→ **Übungsaufgaben**
A – Bearbeite einen Abschnitt aus dem Lesetext: Fang bei den Worten „Ein interessantes Phänomen“ an und hör nach „Polierbereichs wirksam verringern.“ auf. Setz dabei statt „Siliziumcarbid“ jeweils „SiC“ ein.
B – Beantworte diese Fragen zum Lesetext:
(i) Auf welchen Wert senkt das Polieren mit dem UV-Laser bei 15 Watt die Oberflächenrauheit?
(ii) Welche Leistung hat der CO2-Laser, mit dem Karsten Braun poliert?
(iii) Wie oft läuft der Scan-Prozess höchstens ab?

→ **Lesetext**
/---

Ein interessantes Phänomen inspirierte Wissenschaftler Dr. Bowei Luo vom Shenzhen Institute of Information Technology aus China zur Kombination von kaltem und heißem Laserpolieren von Siliziumcarbid. Das Polieren dieses keramischen Werkstoffes mit einem UV-Laser senkt die Oberflächenrauheit bei einer Laserleistung von 15 Watt auf 1,4 µm. Das Politurergebnis lässt sich aber durch Vorheizen der Keramik mit einem IR-Laser auf 1400 °C auf 1,082 µm reduzieren. Doch dazu gilt es, auch den »kalten« UV-Laser-Prozess an das »heiße« IR-Verfahren anzupassen und zu optimieren. Eine Schlüsselrolle spielt dabei laut Dr. Luo die Form des Laserstrahls: So könne ein gleichförmiger Tophat-Laserstrahl z. B. mit einem Durchmesser von 0,32 bis 0,54 mm den Wärmeschock besonders an den Randbereichen Polierbereichs wirksam verringern.

Die Form des Laserstrahls beschäftigt auch Wissenschaftler Karsten Braun vom Fraunhofer ILT beim Entwickeln von Prozessstrategien von 3D-gedruckten Kunststoffteilen, deren Rauheit Sa je nach Werkstoff von 14 µm (PA12) bis 42 µm (PEEK) variiert. Beim Polieren mit einem 120 W CO2-Laser im mittleren IR-Bereich (Wellenlänge: 10.600 nm) setzt Braun auf schnelles Quasi-Tophat-Scannen (5-10 m/s) aus großem Abstand (100 bis 1000 mm). Der Scan-Prozess läuft bis zu 20 Mal temperaturgeregelt ab. Je nach Werkstoff beträgt die Rauheit Sa nach der Laserpolitur 0,8 bis 0,25 µm.

\---

→ **Gegebene Daten**
/---

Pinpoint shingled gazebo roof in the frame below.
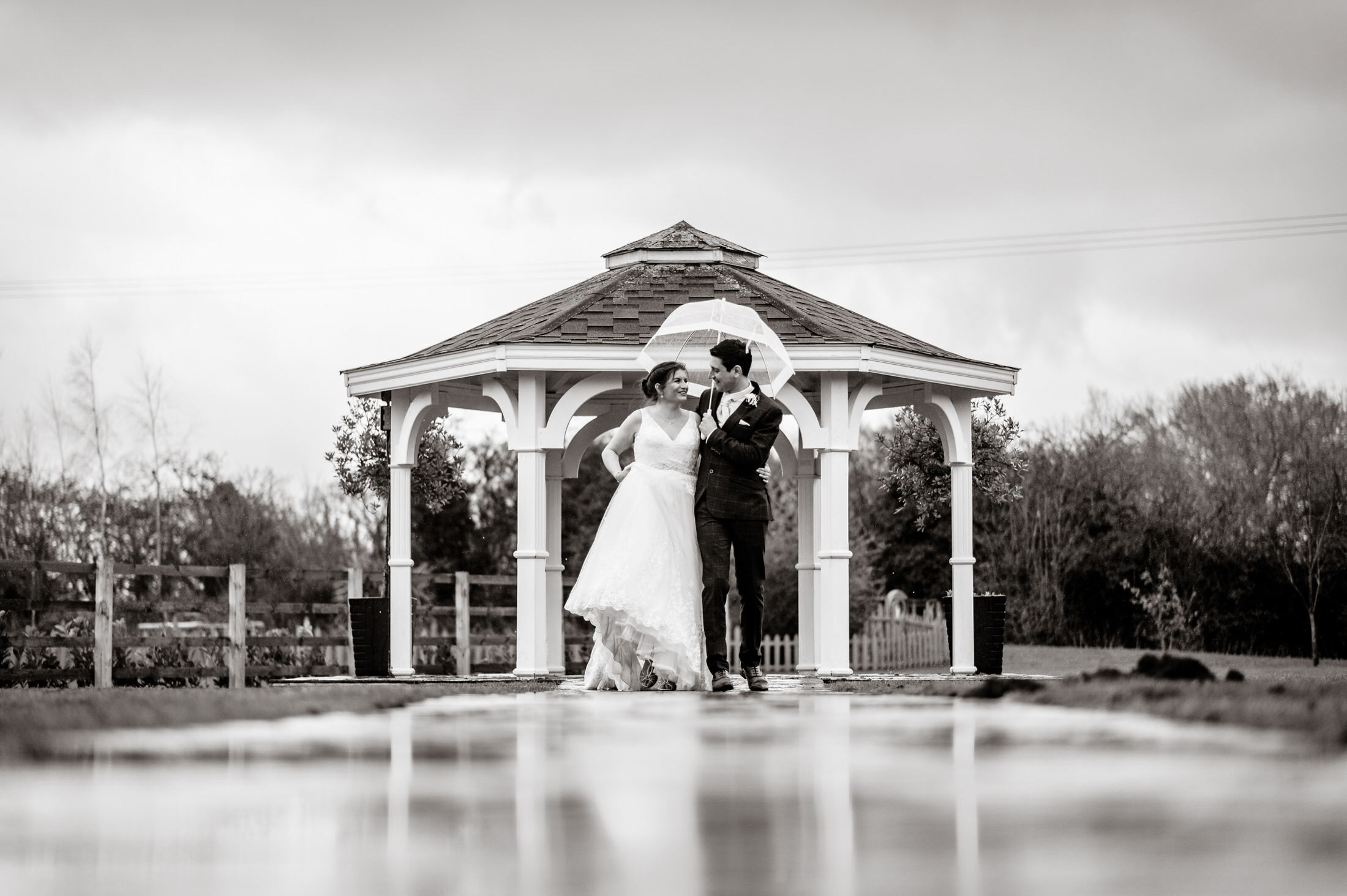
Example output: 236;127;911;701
357;221;999;369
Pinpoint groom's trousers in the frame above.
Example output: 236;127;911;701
696;499;768;674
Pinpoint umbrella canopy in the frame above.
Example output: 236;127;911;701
636;299;795;397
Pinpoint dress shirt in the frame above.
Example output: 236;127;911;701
715;384;753;426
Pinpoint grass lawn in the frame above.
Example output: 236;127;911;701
0;679;557;760
831;644;1347;750
897;644;1347;682
1004;644;1347;682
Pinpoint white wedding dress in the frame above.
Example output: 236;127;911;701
566;408;711;691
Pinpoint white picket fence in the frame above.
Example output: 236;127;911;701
729;617;950;674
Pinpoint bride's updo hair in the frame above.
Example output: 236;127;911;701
641;361;687;401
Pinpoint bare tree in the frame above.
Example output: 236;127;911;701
133;356;166;566
1266;389;1347;666
42;377;70;483
69;333;112;556
132;356;168;594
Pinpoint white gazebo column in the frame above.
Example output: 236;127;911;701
814;372;851;675
916;384;978;675
388;463;416;675
511;372;548;676
388;386;447;675
546;449;566;675
482;370;622;676
795;450;819;675
950;461;978;675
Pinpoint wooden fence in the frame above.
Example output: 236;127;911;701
0;559;358;687
730;617;950;674
0;561;579;687
0;561;950;687
412;573;593;675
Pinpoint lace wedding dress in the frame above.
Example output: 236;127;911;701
566;408;711;691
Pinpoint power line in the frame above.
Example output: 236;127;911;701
772;212;1347;259
0;212;1347;301
775;221;1347;268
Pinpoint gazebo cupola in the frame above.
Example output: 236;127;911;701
343;221;1017;675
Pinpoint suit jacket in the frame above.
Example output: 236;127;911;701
695;383;781;520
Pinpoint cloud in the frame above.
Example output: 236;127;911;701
0;0;1347;477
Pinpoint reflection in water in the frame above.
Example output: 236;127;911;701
954;701;982;896
386;709;412;896
809;694;855;896
0;693;1347;896
514;694;551;896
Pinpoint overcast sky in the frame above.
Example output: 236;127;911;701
0;0;1347;483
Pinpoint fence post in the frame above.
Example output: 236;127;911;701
346;566;365;678
93;556;117;687
227;563;247;690
454;573;473;675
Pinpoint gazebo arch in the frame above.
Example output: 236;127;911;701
343;221;1018;676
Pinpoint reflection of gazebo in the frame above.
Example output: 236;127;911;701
343;221;1016;675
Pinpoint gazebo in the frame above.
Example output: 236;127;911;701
342;221;1017;676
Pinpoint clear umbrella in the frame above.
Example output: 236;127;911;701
636;299;795;397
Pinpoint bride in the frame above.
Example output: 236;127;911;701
566;361;762;691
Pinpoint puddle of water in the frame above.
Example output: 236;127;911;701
0;693;1347;896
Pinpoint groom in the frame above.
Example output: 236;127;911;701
695;340;781;691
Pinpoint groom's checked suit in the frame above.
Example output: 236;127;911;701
695;383;781;675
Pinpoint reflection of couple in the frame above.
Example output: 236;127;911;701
566;340;781;691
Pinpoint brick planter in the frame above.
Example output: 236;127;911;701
350;597;389;678
940;594;1006;675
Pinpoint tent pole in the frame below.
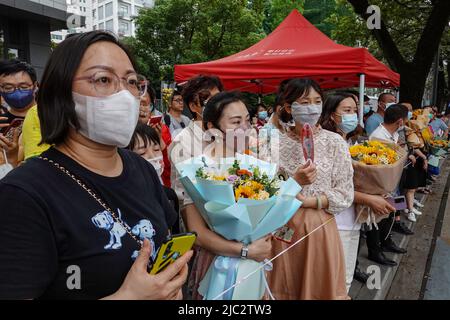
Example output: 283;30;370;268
358;73;366;128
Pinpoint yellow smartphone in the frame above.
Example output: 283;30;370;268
150;232;197;274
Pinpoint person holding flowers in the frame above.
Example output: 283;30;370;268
262;78;354;300
320;92;395;292
170;92;271;299
367;104;415;266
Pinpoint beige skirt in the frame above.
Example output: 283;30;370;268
268;209;349;300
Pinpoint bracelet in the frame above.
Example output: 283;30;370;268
316;196;322;210
241;244;248;259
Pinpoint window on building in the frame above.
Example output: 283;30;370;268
119;22;130;35
106;19;114;32
119;4;129;17
105;2;113;18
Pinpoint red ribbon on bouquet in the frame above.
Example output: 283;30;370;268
301;123;314;162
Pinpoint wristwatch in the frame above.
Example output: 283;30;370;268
241;244;248;259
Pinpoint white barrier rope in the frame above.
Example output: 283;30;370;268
213;216;335;300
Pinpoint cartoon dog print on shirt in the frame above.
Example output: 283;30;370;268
131;220;157;260
91;209;157;260
91;209;127;250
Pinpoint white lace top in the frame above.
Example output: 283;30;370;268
259;129;354;214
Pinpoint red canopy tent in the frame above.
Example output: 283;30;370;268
175;10;400;93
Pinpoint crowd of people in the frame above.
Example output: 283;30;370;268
0;31;449;300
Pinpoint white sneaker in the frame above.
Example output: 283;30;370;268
408;212;417;222
414;199;424;208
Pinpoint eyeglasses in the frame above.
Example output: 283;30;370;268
0;83;34;93
74;71;148;97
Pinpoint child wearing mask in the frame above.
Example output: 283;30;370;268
127;123;180;233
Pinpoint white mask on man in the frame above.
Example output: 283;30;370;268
73;90;139;148
291;102;322;127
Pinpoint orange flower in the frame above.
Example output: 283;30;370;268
236;169;253;177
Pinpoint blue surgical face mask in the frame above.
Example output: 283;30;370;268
2;89;34;109
258;111;267;120
337;113;358;134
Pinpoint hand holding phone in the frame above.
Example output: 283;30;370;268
150;232;197;274
112;239;193;300
386;196;407;211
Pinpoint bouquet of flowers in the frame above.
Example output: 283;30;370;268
350;141;408;227
176;154;301;300
350;141;399;165
429;138;449;156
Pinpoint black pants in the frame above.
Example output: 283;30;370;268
366;213;395;255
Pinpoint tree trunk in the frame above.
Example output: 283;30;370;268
399;65;427;109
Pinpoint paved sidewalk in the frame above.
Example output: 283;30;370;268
349;159;450;300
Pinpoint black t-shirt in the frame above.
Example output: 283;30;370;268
0;148;177;299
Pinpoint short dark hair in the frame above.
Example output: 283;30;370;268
182;75;223;107
378;92;394;102
280;78;323;123
335;89;359;98
203;91;242;130
127;122;161;150
383;104;408;124
37;31;136;144
147;83;156;104
0;59;37;84
319;91;356;132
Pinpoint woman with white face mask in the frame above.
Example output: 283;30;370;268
0;31;192;299
320;92;395;292
260;79;353;300
171;92;271;300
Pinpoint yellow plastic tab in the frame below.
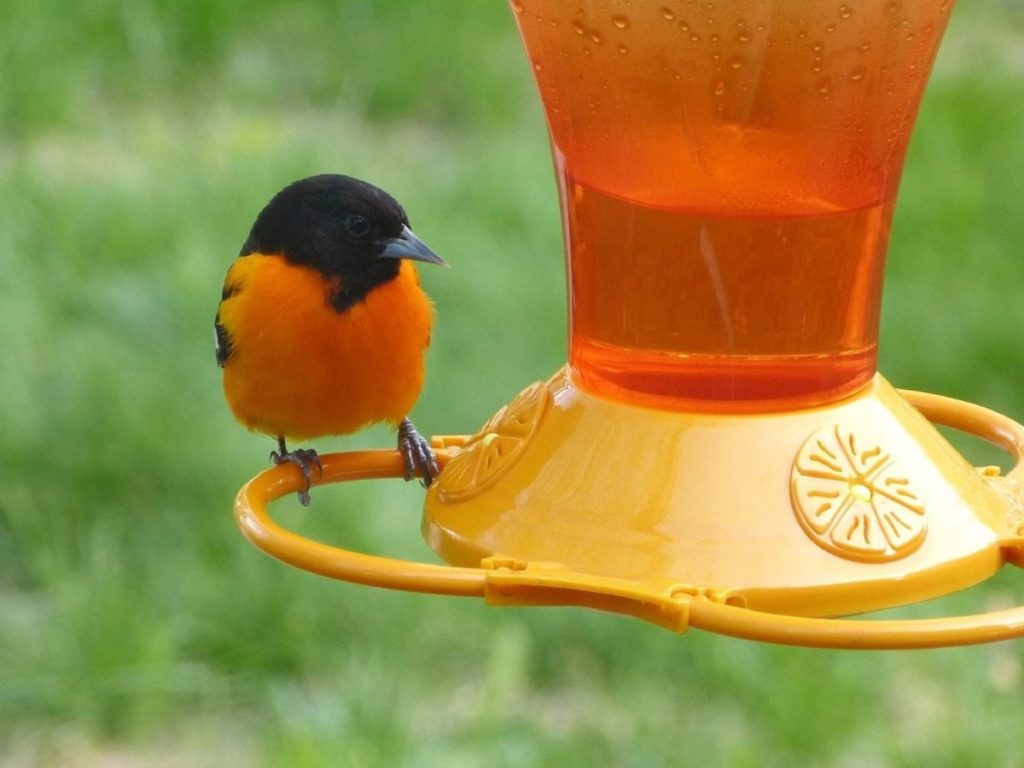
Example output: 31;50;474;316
236;378;1024;649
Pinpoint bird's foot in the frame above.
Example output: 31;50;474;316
270;437;324;507
398;419;441;488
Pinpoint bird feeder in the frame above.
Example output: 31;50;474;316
237;0;1024;648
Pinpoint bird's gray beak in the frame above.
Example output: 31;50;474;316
377;226;447;266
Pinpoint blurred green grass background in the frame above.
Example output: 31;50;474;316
0;0;1024;768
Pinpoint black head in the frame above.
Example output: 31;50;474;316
240;174;444;309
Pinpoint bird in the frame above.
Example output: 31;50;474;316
214;173;446;505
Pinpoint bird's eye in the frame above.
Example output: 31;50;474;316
345;214;370;238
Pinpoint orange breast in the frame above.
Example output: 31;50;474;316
219;254;433;440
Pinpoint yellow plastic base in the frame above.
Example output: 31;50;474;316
423;370;1022;616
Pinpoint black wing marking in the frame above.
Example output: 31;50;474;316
213;311;234;368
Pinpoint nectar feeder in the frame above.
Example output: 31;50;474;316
236;0;1024;648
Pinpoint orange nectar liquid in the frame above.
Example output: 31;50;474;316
512;0;951;411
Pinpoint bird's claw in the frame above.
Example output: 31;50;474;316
398;419;441;488
270;441;324;507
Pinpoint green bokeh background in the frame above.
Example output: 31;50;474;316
0;0;1024;768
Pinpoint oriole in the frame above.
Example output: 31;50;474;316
214;174;444;504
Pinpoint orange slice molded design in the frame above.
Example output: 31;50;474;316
437;382;551;503
790;425;928;562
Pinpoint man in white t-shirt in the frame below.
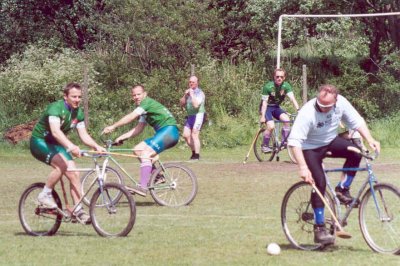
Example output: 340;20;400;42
288;85;380;245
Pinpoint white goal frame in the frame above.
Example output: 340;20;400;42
276;12;400;68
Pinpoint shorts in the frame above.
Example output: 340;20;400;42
265;105;286;122
30;137;72;165
185;113;205;131
144;126;179;154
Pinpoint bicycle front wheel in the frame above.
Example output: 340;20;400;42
149;163;197;207
253;130;278;162
359;183;400;254
18;183;63;236
90;183;136;237
281;181;335;250
81;166;124;206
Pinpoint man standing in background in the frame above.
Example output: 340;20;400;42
180;76;206;160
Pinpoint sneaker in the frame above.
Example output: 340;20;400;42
335;186;354;205
38;192;58;209
72;209;92;224
125;186;148;197
281;142;287;150
190;154;200;161
154;173;166;185
314;224;335;245
261;145;272;153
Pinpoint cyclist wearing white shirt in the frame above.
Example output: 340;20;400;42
288;85;380;244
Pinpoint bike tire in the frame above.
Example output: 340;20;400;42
281;181;336;250
81;166;124;206
18;183;63;236
89;183;136;237
359;183;400;254
149;163;198;207
253;130;278;162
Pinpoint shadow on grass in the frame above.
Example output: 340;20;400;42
279;244;365;252
136;201;158;207
14;231;94;238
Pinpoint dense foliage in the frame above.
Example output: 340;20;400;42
0;0;400;146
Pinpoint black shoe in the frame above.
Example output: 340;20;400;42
190;154;200;161
335;187;353;205
314;224;335;245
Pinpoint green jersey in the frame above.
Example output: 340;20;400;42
261;81;293;105
32;100;84;143
186;88;206;115
135;97;176;131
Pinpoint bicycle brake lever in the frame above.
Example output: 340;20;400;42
111;140;124;146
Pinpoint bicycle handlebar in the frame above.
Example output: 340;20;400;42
347;146;379;161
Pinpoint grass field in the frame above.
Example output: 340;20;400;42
0;147;400;265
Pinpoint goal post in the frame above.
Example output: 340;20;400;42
276;12;400;68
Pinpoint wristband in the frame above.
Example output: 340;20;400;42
299;165;308;170
67;144;76;152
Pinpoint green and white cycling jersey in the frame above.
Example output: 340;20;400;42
134;97;176;131
32;100;85;143
186;88;206;115
261;81;293;105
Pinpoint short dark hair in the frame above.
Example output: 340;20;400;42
63;82;82;95
274;68;286;77
318;84;339;98
131;84;146;91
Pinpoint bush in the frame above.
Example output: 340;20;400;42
0;45;99;129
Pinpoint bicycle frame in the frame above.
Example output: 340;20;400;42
64;151;117;217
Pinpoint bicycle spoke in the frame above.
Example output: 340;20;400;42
360;184;400;254
18;183;62;236
90;183;136;237
150;164;197;207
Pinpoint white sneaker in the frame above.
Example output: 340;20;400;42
261;145;272;153
38;192;58;209
74;209;92;224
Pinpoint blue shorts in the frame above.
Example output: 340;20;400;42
144;126;179;154
30;137;72;165
185;113;205;131
265;105;286;122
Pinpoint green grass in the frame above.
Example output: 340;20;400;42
0;147;400;265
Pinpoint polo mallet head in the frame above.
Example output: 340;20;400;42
243;127;262;164
311;184;351;239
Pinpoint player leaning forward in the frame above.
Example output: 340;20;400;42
103;85;179;196
30;83;105;224
288;85;380;244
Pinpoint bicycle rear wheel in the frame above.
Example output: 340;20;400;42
90;183;136;237
18;183;63;236
149;163;197;207
281;181;335;250
359;183;400;254
81;166;124;206
253;130;278;162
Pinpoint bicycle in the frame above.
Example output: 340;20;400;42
253;114;296;163
18;152;136;237
281;148;400;254
81;140;198;207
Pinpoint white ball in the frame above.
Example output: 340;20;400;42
267;243;281;255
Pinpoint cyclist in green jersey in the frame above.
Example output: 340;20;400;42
103;85;179;196
260;68;299;153
30;83;105;224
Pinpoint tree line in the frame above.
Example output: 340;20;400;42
0;0;400;145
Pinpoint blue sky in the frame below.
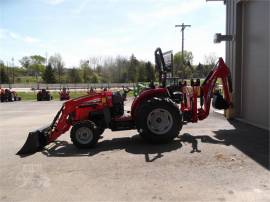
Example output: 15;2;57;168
0;0;225;67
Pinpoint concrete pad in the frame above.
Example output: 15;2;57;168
0;101;270;202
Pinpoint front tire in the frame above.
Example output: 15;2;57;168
70;121;99;149
136;98;182;143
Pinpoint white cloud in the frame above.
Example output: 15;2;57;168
0;28;40;43
72;0;90;14
24;36;39;43
127;0;204;25
43;0;65;5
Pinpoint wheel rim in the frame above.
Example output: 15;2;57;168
76;127;94;144
147;108;173;135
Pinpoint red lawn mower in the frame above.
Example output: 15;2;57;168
17;48;232;155
37;89;53;101
0;88;21;102
59;88;70;101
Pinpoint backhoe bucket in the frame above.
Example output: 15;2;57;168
17;126;51;155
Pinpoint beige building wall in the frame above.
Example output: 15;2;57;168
226;0;270;130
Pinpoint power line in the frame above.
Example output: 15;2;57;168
175;23;191;63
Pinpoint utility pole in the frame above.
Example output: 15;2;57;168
175;23;191;64
11;57;15;84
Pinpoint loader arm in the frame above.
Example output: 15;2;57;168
198;58;232;120
48;92;109;143
17;92;112;155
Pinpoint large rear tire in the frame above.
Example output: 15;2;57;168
70;121;100;149
136;98;182;143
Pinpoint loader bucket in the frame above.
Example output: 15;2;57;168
17;126;51;155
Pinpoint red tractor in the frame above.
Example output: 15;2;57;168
17;48;231;155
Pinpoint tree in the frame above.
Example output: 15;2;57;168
80;60;93;83
19;55;46;78
68;67;82;83
90;73;99;83
42;63;56;83
49;53;64;83
138;63;146;82
204;53;218;66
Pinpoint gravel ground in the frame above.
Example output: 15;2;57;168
0;101;270;202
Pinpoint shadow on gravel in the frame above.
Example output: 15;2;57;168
178;133;229;153
42;135;182;162
214;120;270;170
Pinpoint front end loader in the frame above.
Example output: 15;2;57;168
17;48;232;155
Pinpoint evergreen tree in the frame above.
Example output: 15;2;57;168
42;63;56;83
68;68;82;83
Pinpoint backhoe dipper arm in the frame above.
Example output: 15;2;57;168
198;58;232;120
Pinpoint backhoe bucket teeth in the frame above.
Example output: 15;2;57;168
17;127;50;155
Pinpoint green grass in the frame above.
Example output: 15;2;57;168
17;91;87;101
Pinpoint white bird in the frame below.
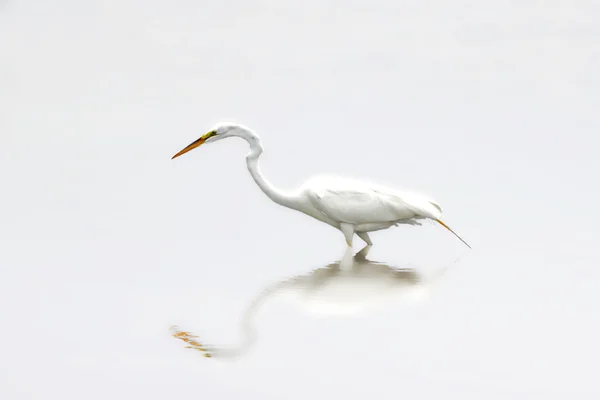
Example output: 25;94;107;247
172;123;471;248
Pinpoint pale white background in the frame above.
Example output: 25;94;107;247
0;0;600;400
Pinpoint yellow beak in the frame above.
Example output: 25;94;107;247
171;131;217;160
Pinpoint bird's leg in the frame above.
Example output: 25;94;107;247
339;247;354;270
356;232;373;246
354;244;371;261
340;222;354;247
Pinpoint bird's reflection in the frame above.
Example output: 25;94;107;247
171;246;446;358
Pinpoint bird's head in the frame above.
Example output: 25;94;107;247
171;122;257;159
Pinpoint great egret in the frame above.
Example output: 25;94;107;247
171;245;449;359
172;123;471;248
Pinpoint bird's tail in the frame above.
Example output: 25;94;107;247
436;219;471;248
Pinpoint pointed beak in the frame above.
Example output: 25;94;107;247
171;131;217;160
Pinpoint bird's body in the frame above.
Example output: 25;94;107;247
173;124;468;246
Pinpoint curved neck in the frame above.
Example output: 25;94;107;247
246;140;296;208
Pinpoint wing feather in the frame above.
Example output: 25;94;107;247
304;178;442;224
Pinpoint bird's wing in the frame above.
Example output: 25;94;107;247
305;178;442;224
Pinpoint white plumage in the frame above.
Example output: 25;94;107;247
173;123;470;247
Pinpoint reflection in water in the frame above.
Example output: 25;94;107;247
171;246;446;358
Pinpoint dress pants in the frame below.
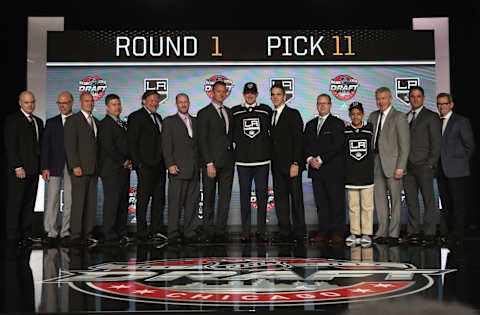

\---

→ **Lösungen**
A –
Ein interessantes Phänomen inspirierte Wissenschaftler Dr. Bowei Luo vom Shenzhen Institute of Information Technology aus China zur Kombination von kaltem und heißem Laserpolieren von SiC. Das Polieren dieses keramischen Werkstoffes mit einem UV-Laser senkt die Oberflächenrauheit bei einer Laserleistung von 15 Watt auf 1,4 µm. Das Politurergebnis lässt sich aber durch Vorheizen der Keramik mit einem IR-Laser auf 1400 °C auf 1,082 µm reduzieren. Doch dazu gilt es, auch den »kalten« UV-Laser-Prozess an das »heiße« IR-Verfahren anzupassen und zu optimieren. Eine Schlüsselrolle spielt dabei laut Dr. Luo die Form des Laserstrahls: So könne ein gleichförmiger Tophat-Laserstrahl z. B. mit einem Durchmesser von 0,32 bis 0,54 mm den Wärmeschock besonders an den Randbereichen Polierbereichs wirksam verringern.

B –
(i) Auf 1,4 µm.
(ii) 120 W.
(iii) Bis zu 20 Mal.